Below are some records: retype them all exactly, but not the pictures.
Start of DATASET RECORDS
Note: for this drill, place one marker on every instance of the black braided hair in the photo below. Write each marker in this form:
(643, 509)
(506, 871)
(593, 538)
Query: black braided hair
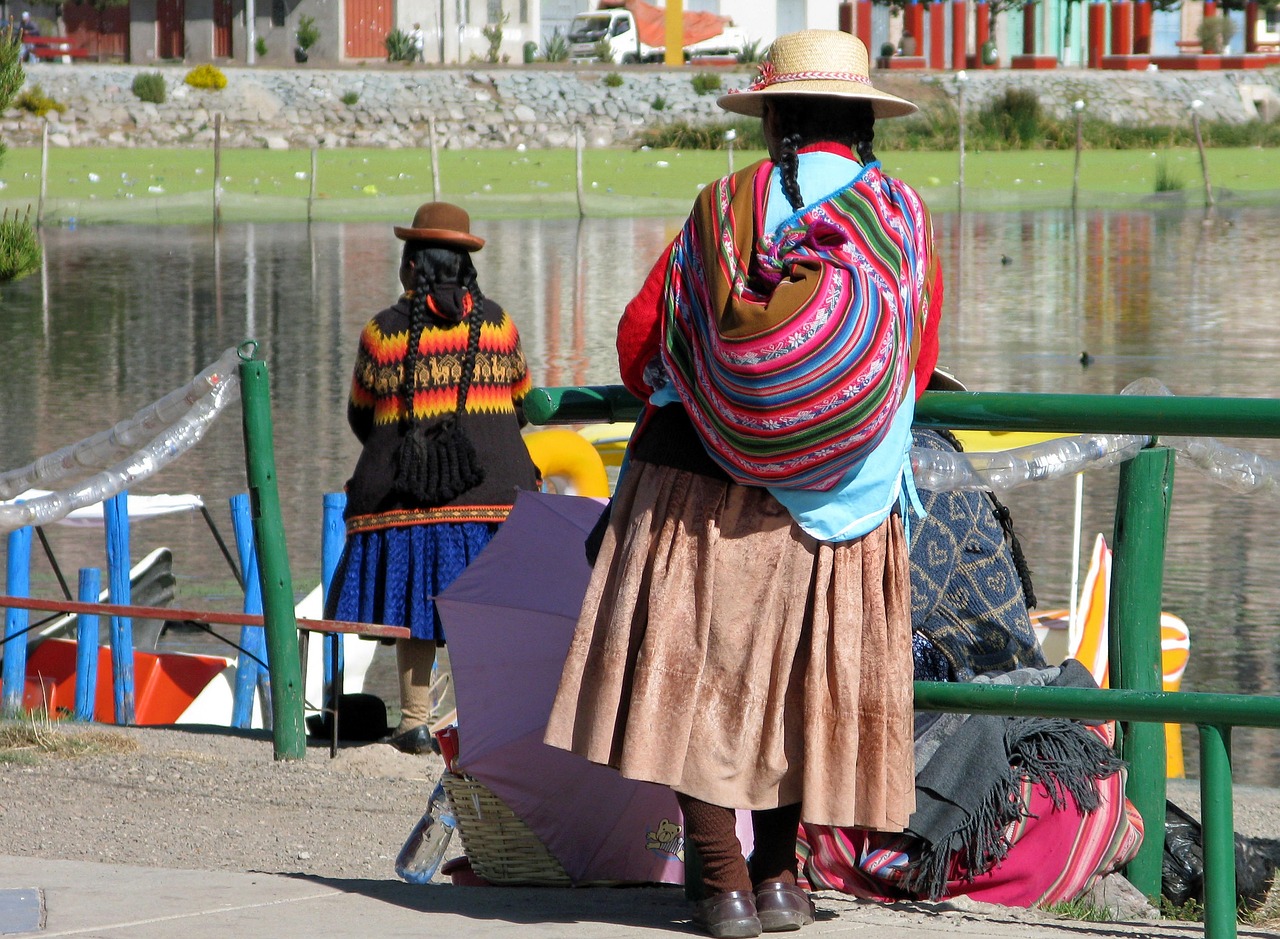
(789, 161)
(435, 266)
(851, 123)
(446, 465)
End of DATASET RECORDS
▶ TASK RESULT:
Note: for this drill, place one marker on every instance of the black braided hair in the photo below. Write each marker in this form:
(643, 509)
(506, 871)
(593, 538)
Query: black braided hair
(789, 161)
(435, 266)
(851, 123)
(446, 465)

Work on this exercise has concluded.